> Excerpted text:
-- Opening Marker --

Monday, November 2, 2020

Ousmane Sembene - Third Cinema - Sub-Saharan Africa

Ousmane Sembene

Ousmane Sembene
1)Sembene is the most important director in sub-Saharan Africa
2)according to Mast and Kawin.
    Sembene adapted many of his own stories and novels into films.


I couldn't get the picture that i really wanted of when she first meets the French woman from the clip. 

His film Black Girl (1966)
Is a study of an African woman who feels deceived and corrupted when brought to the south of France to work as a cleaning lady.

Film programmer Ashley Clark explains,
 1)"Black Girl ... can be understood as the product of a lifetime
     of negotiating challenging power relations.
 2)Sembène subsumes this wellspring of complexity into the radiant, statuesque form of his central
   character, Diouana, who is first seen lonely and shaken at the docks, having arrived in France from
   Senegal on a boat whose horn blares like a demonic warning clarion against viciously whipping
    winds.
3)The film’s first words—articulated in Diouana’s plaintive voice-over—are: “Has anyone come for
    me?” A point-of-view shot takes us into her head space as she watches the hustle and bustle with a
    dispassionate gaze; it’s an unspectacular yet thrilling moment, fully immersing us in the world of an
    African character.

-- Closing Marker --

> Material supplied:
-- Opening Marker --

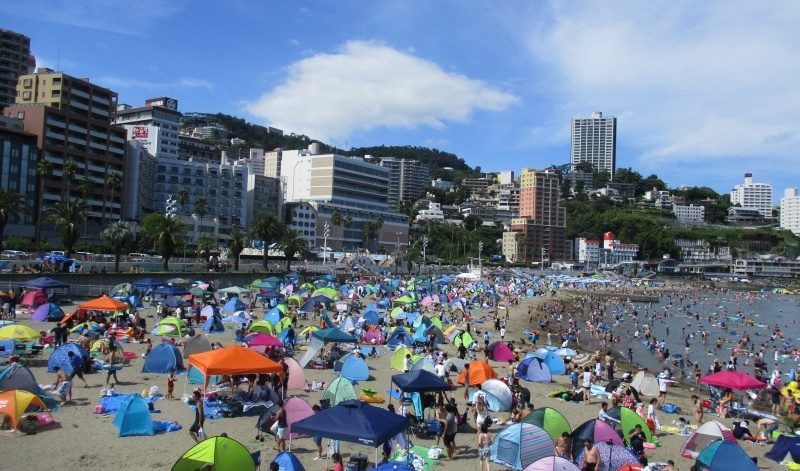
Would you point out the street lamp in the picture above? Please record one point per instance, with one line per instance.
(325, 244)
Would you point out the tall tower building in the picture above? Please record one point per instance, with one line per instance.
(594, 140)
(15, 60)
(751, 195)
(72, 119)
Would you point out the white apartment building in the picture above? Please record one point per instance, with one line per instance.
(594, 140)
(587, 251)
(790, 210)
(690, 214)
(751, 195)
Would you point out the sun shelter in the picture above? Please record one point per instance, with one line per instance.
(596, 431)
(162, 359)
(133, 417)
(352, 367)
(786, 448)
(340, 390)
(612, 456)
(499, 351)
(233, 360)
(479, 371)
(738, 380)
(18, 376)
(628, 419)
(709, 432)
(15, 403)
(554, 362)
(60, 357)
(534, 369)
(196, 344)
(47, 312)
(723, 456)
(223, 453)
(645, 383)
(552, 463)
(520, 445)
(551, 420)
(288, 462)
(356, 422)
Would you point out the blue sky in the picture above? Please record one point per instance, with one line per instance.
(703, 91)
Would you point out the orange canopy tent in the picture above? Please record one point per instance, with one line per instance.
(104, 303)
(15, 402)
(233, 360)
(479, 371)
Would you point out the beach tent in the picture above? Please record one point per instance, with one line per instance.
(552, 463)
(551, 420)
(47, 312)
(354, 421)
(223, 453)
(14, 403)
(499, 351)
(399, 337)
(133, 417)
(18, 376)
(479, 371)
(628, 419)
(553, 362)
(163, 358)
(498, 395)
(520, 445)
(297, 378)
(723, 455)
(352, 367)
(233, 360)
(60, 357)
(596, 431)
(786, 448)
(612, 456)
(340, 390)
(196, 344)
(534, 369)
(705, 434)
(646, 383)
(213, 325)
(296, 409)
(287, 462)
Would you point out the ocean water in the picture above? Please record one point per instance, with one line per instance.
(726, 316)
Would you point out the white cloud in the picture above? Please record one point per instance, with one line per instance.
(368, 85)
(687, 80)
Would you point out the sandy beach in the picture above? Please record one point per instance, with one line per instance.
(84, 440)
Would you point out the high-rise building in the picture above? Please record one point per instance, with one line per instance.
(15, 60)
(751, 195)
(406, 179)
(72, 119)
(790, 210)
(594, 140)
(156, 125)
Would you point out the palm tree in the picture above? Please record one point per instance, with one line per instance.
(114, 183)
(267, 228)
(236, 246)
(118, 234)
(168, 233)
(43, 169)
(182, 198)
(12, 205)
(68, 171)
(347, 222)
(201, 207)
(336, 221)
(68, 214)
(292, 243)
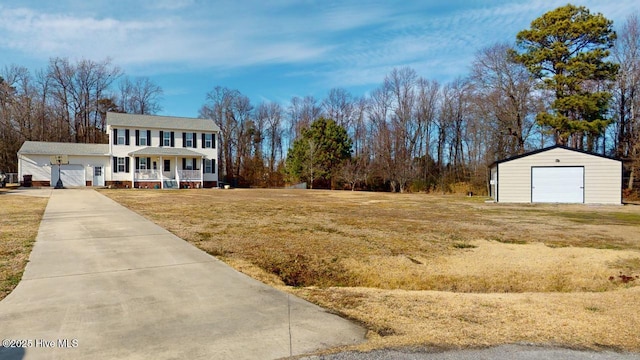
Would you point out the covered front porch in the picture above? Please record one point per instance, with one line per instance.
(166, 168)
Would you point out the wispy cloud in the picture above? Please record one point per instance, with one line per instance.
(349, 42)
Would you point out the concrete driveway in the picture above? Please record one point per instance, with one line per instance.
(105, 283)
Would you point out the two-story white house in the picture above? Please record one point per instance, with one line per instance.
(161, 151)
(144, 151)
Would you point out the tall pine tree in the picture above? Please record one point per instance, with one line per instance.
(567, 49)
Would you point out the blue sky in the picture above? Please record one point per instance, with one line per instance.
(269, 50)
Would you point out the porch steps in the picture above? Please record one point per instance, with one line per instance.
(171, 184)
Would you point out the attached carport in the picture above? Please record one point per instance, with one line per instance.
(83, 165)
(557, 174)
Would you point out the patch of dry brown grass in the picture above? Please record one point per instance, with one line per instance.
(444, 319)
(502, 273)
(19, 222)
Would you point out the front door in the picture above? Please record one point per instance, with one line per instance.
(98, 176)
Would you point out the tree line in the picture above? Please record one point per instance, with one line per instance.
(66, 102)
(570, 79)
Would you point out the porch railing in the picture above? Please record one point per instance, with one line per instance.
(186, 175)
(147, 175)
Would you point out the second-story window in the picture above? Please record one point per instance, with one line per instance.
(122, 136)
(143, 138)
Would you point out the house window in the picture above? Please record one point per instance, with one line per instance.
(143, 141)
(122, 165)
(121, 137)
(208, 140)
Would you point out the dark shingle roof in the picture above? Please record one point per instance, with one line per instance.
(160, 122)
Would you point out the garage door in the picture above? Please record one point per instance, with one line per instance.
(557, 184)
(72, 175)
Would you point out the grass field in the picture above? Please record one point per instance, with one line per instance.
(19, 221)
(426, 270)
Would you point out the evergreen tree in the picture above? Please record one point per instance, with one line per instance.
(567, 49)
(319, 153)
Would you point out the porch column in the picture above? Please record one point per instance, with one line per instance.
(132, 167)
(177, 174)
(161, 167)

-- Closing Marker --

> Prompt:
Using the post on Ousmane Sembene, answer:
(a) According to whom is Sembene the most important director in sub-Saharan Africa?
(b) In *Black Girl*, where is the woman brought, and what work is she brought there to do?
(c) What are the film's first words, as quoted by Ashley Clark?

> Result for this exercise:
(a) Mast and Kawin.
(b) She is brought to the south of France to work as a cleaning lady.
(c) "Has anyone come for me?"